=== Task ===
Return every line of the data below word for word, leaving out the pictures.

= = = = =

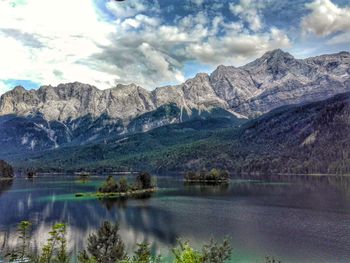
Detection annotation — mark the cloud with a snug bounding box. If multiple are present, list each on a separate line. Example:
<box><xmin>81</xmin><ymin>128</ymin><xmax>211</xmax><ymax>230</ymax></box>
<box><xmin>0</xmin><ymin>0</ymin><xmax>115</xmax><ymax>88</ymax></box>
<box><xmin>0</xmin><ymin>80</ymin><xmax>13</xmax><ymax>95</ymax></box>
<box><xmin>301</xmin><ymin>0</ymin><xmax>350</xmax><ymax>36</ymax></box>
<box><xmin>0</xmin><ymin>0</ymin><xmax>291</xmax><ymax>94</ymax></box>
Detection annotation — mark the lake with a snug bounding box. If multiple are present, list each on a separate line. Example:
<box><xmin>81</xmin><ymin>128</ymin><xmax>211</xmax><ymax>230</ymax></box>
<box><xmin>0</xmin><ymin>175</ymin><xmax>350</xmax><ymax>263</ymax></box>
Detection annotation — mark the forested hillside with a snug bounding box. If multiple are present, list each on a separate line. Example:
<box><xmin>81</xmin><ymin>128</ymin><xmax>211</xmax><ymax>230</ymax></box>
<box><xmin>4</xmin><ymin>93</ymin><xmax>350</xmax><ymax>176</ymax></box>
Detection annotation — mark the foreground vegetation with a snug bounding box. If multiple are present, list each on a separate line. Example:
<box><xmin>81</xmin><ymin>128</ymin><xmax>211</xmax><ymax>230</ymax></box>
<box><xmin>184</xmin><ymin>168</ymin><xmax>230</xmax><ymax>183</ymax></box>
<box><xmin>1</xmin><ymin>221</ymin><xmax>241</xmax><ymax>263</ymax></box>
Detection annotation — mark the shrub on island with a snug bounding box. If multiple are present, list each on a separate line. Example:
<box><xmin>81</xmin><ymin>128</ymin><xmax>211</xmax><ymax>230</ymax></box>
<box><xmin>0</xmin><ymin>160</ymin><xmax>14</xmax><ymax>179</ymax></box>
<box><xmin>98</xmin><ymin>172</ymin><xmax>156</xmax><ymax>194</ymax></box>
<box><xmin>185</xmin><ymin>168</ymin><xmax>230</xmax><ymax>182</ymax></box>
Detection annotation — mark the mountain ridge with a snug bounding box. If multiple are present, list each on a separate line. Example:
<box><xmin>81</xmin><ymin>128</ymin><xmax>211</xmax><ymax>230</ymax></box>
<box><xmin>0</xmin><ymin>50</ymin><xmax>350</xmax><ymax>155</ymax></box>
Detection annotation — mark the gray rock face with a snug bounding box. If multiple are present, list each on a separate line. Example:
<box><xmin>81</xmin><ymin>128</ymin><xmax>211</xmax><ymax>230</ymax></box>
<box><xmin>0</xmin><ymin>50</ymin><xmax>350</xmax><ymax>153</ymax></box>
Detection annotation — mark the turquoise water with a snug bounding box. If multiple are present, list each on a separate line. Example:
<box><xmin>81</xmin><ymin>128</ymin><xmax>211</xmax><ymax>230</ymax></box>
<box><xmin>0</xmin><ymin>175</ymin><xmax>350</xmax><ymax>263</ymax></box>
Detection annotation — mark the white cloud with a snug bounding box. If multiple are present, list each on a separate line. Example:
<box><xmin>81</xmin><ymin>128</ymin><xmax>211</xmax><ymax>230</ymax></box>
<box><xmin>301</xmin><ymin>0</ymin><xmax>350</xmax><ymax>36</ymax></box>
<box><xmin>0</xmin><ymin>0</ymin><xmax>115</xmax><ymax>88</ymax></box>
<box><xmin>229</xmin><ymin>0</ymin><xmax>264</xmax><ymax>32</ymax></box>
<box><xmin>0</xmin><ymin>80</ymin><xmax>13</xmax><ymax>95</ymax></box>
<box><xmin>0</xmin><ymin>0</ymin><xmax>290</xmax><ymax>95</ymax></box>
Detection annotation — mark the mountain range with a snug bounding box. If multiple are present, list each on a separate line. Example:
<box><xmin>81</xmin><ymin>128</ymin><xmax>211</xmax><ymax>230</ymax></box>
<box><xmin>0</xmin><ymin>49</ymin><xmax>350</xmax><ymax>173</ymax></box>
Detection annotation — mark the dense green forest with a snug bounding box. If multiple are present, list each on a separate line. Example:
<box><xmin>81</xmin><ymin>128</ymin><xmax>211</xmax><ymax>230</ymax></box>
<box><xmin>7</xmin><ymin>93</ymin><xmax>350</xmax><ymax>176</ymax></box>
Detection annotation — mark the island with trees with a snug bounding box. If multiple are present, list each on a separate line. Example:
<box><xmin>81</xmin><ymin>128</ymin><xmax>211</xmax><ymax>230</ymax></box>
<box><xmin>75</xmin><ymin>172</ymin><xmax>157</xmax><ymax>198</ymax></box>
<box><xmin>184</xmin><ymin>168</ymin><xmax>230</xmax><ymax>183</ymax></box>
<box><xmin>0</xmin><ymin>160</ymin><xmax>14</xmax><ymax>179</ymax></box>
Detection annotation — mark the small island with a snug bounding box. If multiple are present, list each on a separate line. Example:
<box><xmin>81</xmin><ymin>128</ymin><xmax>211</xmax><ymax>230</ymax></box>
<box><xmin>184</xmin><ymin>168</ymin><xmax>230</xmax><ymax>183</ymax></box>
<box><xmin>75</xmin><ymin>172</ymin><xmax>157</xmax><ymax>198</ymax></box>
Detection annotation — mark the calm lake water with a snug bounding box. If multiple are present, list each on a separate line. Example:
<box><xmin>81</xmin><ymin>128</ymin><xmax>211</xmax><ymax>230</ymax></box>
<box><xmin>0</xmin><ymin>175</ymin><xmax>350</xmax><ymax>263</ymax></box>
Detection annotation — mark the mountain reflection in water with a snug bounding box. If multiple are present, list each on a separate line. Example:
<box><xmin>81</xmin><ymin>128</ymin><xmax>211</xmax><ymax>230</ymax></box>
<box><xmin>0</xmin><ymin>176</ymin><xmax>350</xmax><ymax>262</ymax></box>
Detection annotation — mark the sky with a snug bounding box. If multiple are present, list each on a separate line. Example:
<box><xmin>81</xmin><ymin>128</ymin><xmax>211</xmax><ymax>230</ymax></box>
<box><xmin>0</xmin><ymin>0</ymin><xmax>350</xmax><ymax>94</ymax></box>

= = = = =

=== Response to the exercise ===
Detection annotation — mark the cloud with a snug bounding box. If multiple are present, list each on a separate line. Example:
<box><xmin>81</xmin><ymin>128</ymin><xmax>211</xmax><ymax>230</ymax></box>
<box><xmin>0</xmin><ymin>0</ymin><xmax>115</xmax><ymax>88</ymax></box>
<box><xmin>0</xmin><ymin>80</ymin><xmax>13</xmax><ymax>95</ymax></box>
<box><xmin>301</xmin><ymin>0</ymin><xmax>350</xmax><ymax>36</ymax></box>
<box><xmin>0</xmin><ymin>0</ymin><xmax>291</xmax><ymax>94</ymax></box>
Detection annotation — mark the lake with a snug bounding box. If multiple are present, list each on a separate line. Example:
<box><xmin>81</xmin><ymin>128</ymin><xmax>211</xmax><ymax>230</ymax></box>
<box><xmin>0</xmin><ymin>175</ymin><xmax>350</xmax><ymax>263</ymax></box>
Detection annotation — mark the forested hillside with a snug bounding box. If multiple are present, list each on a separate line. Example:
<box><xmin>81</xmin><ymin>128</ymin><xmax>211</xmax><ymax>230</ymax></box>
<box><xmin>4</xmin><ymin>93</ymin><xmax>350</xmax><ymax>176</ymax></box>
Detection annotation — mark the foreground vegetation with a snug bounding box. If multiple are present, list each on a separate line. Example:
<box><xmin>81</xmin><ymin>128</ymin><xmax>211</xmax><ymax>230</ymax></box>
<box><xmin>184</xmin><ymin>168</ymin><xmax>230</xmax><ymax>183</ymax></box>
<box><xmin>1</xmin><ymin>221</ymin><xmax>241</xmax><ymax>263</ymax></box>
Detection annotation — mark the shrub on island with a snug bounding box. If multiple are present, list each on a separate line. Example:
<box><xmin>81</xmin><ymin>128</ymin><xmax>211</xmax><ymax>230</ymax></box>
<box><xmin>0</xmin><ymin>160</ymin><xmax>14</xmax><ymax>179</ymax></box>
<box><xmin>98</xmin><ymin>172</ymin><xmax>156</xmax><ymax>194</ymax></box>
<box><xmin>185</xmin><ymin>168</ymin><xmax>230</xmax><ymax>182</ymax></box>
Detection annotation — mark the mountain ridge with a snug bounding box. If multiple are present, list each on a separate line. Example:
<box><xmin>81</xmin><ymin>128</ymin><xmax>211</xmax><ymax>230</ymax></box>
<box><xmin>0</xmin><ymin>50</ymin><xmax>350</xmax><ymax>155</ymax></box>
Detection annotation — mark the gray rock face with a snug bounding box. If multiple are present, list each on a separate line. Example:
<box><xmin>81</xmin><ymin>128</ymin><xmax>211</xmax><ymax>230</ymax></box>
<box><xmin>0</xmin><ymin>50</ymin><xmax>350</xmax><ymax>153</ymax></box>
Detection annotation — mark the turquoise water with a snug bounding box. If multiple are present, list each on a separate line. Example:
<box><xmin>81</xmin><ymin>128</ymin><xmax>211</xmax><ymax>230</ymax></box>
<box><xmin>0</xmin><ymin>175</ymin><xmax>350</xmax><ymax>263</ymax></box>
Detection annotation — mark the white cloud with a snug bounding box. If multiple are present, list each on a separate line. Example:
<box><xmin>81</xmin><ymin>128</ymin><xmax>211</xmax><ymax>230</ymax></box>
<box><xmin>301</xmin><ymin>0</ymin><xmax>350</xmax><ymax>36</ymax></box>
<box><xmin>0</xmin><ymin>0</ymin><xmax>115</xmax><ymax>88</ymax></box>
<box><xmin>229</xmin><ymin>0</ymin><xmax>264</xmax><ymax>32</ymax></box>
<box><xmin>0</xmin><ymin>80</ymin><xmax>13</xmax><ymax>95</ymax></box>
<box><xmin>0</xmin><ymin>0</ymin><xmax>290</xmax><ymax>95</ymax></box>
Detection annotation — mark the mountain range with a snug bounding box. If multiple are present, list each on a separate line. Example:
<box><xmin>81</xmin><ymin>128</ymin><xmax>211</xmax><ymax>230</ymax></box>
<box><xmin>0</xmin><ymin>49</ymin><xmax>350</xmax><ymax>173</ymax></box>
Detection annotation — mark the dense green forest with a snug bounding box. If multiple are present, list each on a separate line. Example:
<box><xmin>81</xmin><ymin>128</ymin><xmax>211</xmax><ymax>230</ymax></box>
<box><xmin>7</xmin><ymin>93</ymin><xmax>350</xmax><ymax>176</ymax></box>
Detection annotation — mark the island with trees with a snug bounding box. If multiple are present, list each on a separate line. Example:
<box><xmin>81</xmin><ymin>128</ymin><xmax>211</xmax><ymax>230</ymax></box>
<box><xmin>75</xmin><ymin>172</ymin><xmax>157</xmax><ymax>198</ymax></box>
<box><xmin>184</xmin><ymin>168</ymin><xmax>230</xmax><ymax>183</ymax></box>
<box><xmin>0</xmin><ymin>160</ymin><xmax>14</xmax><ymax>179</ymax></box>
Detection annotation — mark the small island with a snug bounding box. If multiple are present, list each on a separate line. Example:
<box><xmin>81</xmin><ymin>128</ymin><xmax>211</xmax><ymax>230</ymax></box>
<box><xmin>184</xmin><ymin>168</ymin><xmax>230</xmax><ymax>183</ymax></box>
<box><xmin>75</xmin><ymin>172</ymin><xmax>157</xmax><ymax>198</ymax></box>
Detection annotation — mark the calm lake water with a snug bounding box. If multiple are present, list each on a separate line. Example:
<box><xmin>81</xmin><ymin>128</ymin><xmax>211</xmax><ymax>230</ymax></box>
<box><xmin>0</xmin><ymin>175</ymin><xmax>350</xmax><ymax>263</ymax></box>
Detection annotation — mark the mountain reflection in water with a snug bounding box. If multiple are present, list each on a separate line. Example:
<box><xmin>81</xmin><ymin>128</ymin><xmax>211</xmax><ymax>230</ymax></box>
<box><xmin>0</xmin><ymin>176</ymin><xmax>350</xmax><ymax>262</ymax></box>
Detection annotation — mark the sky with a snug bounding box. If multiple are present, list each on a separate line. Example:
<box><xmin>81</xmin><ymin>128</ymin><xmax>211</xmax><ymax>230</ymax></box>
<box><xmin>0</xmin><ymin>0</ymin><xmax>350</xmax><ymax>94</ymax></box>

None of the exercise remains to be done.